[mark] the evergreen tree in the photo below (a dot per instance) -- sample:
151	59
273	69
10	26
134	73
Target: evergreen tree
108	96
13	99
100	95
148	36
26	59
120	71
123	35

==

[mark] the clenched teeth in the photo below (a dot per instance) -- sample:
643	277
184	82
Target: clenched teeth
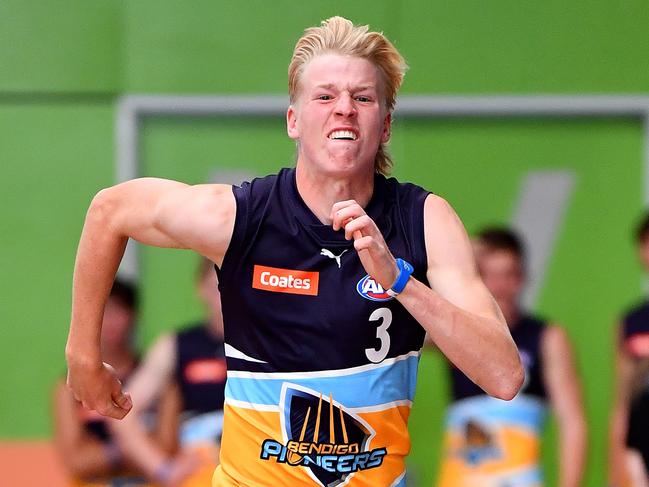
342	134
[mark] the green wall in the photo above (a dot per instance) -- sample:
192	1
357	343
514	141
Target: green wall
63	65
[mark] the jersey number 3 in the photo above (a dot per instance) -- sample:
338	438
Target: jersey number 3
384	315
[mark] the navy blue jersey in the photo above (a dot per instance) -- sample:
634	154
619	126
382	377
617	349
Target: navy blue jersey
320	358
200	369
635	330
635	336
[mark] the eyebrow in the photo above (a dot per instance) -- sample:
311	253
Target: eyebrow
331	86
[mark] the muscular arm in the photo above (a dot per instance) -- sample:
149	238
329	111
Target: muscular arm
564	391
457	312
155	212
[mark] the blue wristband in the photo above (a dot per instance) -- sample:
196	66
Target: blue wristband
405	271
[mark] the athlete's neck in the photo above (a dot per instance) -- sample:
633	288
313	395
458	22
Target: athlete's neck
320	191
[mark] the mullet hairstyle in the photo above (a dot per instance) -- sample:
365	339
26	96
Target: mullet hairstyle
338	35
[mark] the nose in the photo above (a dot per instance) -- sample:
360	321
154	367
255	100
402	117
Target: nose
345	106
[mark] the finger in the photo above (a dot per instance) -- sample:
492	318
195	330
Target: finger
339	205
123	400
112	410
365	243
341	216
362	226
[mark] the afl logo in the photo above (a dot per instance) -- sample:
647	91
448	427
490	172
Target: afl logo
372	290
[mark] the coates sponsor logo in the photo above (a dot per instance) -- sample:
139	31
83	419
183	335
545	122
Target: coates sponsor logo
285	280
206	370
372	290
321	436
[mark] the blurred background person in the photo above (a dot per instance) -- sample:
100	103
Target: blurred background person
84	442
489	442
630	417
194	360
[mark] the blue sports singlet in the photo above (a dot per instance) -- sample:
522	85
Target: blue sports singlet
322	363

◆ **TASK GOAL**: Would you show all lines of the material above that contain the word "below"?

◆ **OUTPUT**:
[mark] the evergreen tree in the photo below (a dot per instance) -- sample:
[mark] the clenched teeth in the photo below (a dot per instance) -- sample:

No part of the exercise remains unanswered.